▶ [What to produce]
Print, exactly as written, every line from the first line of the records below through the line containing "negative clicks: (76, 457) (220, 544)", and nothing further.
※
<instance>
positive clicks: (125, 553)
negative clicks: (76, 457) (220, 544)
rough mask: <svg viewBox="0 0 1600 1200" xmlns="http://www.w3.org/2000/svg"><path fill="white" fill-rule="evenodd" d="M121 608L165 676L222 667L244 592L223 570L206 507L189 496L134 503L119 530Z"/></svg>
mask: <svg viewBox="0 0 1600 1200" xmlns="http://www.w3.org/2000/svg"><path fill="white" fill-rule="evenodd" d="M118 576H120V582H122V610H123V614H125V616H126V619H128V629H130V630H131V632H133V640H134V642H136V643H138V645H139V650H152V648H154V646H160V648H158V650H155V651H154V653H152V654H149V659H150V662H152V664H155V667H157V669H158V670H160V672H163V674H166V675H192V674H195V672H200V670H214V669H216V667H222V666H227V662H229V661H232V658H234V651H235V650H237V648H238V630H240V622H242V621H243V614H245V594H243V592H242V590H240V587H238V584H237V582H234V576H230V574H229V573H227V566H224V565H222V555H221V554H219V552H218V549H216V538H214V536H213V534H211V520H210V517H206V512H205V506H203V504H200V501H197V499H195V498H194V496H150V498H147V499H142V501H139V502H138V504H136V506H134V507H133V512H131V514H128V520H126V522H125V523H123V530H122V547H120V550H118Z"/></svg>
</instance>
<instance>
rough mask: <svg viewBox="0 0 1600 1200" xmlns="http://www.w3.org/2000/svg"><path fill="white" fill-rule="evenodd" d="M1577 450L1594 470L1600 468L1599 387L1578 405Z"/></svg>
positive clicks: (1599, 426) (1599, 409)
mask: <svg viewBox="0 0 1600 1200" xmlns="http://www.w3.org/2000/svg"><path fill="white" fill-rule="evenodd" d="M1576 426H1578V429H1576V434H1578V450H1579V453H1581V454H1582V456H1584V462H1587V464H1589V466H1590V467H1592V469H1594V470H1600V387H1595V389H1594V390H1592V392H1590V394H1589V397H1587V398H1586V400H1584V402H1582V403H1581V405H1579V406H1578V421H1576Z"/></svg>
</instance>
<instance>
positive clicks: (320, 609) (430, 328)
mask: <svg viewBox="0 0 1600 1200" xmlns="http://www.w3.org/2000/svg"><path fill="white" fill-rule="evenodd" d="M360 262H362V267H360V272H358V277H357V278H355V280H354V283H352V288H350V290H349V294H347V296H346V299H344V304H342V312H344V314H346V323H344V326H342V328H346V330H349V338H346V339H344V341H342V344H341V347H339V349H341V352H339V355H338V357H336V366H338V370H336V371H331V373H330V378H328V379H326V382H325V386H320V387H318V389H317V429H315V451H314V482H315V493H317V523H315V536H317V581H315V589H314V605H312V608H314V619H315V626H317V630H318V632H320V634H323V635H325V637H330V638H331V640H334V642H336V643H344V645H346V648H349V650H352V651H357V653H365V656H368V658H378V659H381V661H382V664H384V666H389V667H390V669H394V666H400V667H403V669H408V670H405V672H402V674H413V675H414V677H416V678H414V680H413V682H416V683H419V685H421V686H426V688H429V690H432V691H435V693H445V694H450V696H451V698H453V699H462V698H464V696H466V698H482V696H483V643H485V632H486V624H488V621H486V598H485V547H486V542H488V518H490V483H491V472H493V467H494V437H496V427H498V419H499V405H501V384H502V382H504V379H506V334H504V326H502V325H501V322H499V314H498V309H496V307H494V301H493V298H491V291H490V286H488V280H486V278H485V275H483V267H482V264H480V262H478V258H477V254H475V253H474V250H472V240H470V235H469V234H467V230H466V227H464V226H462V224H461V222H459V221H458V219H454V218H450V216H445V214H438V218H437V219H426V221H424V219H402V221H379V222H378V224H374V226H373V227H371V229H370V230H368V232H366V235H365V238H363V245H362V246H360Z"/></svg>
※
▶ [Written solution]
<instance>
positive clicks: (125, 553)
negative clicks: (76, 457) (220, 544)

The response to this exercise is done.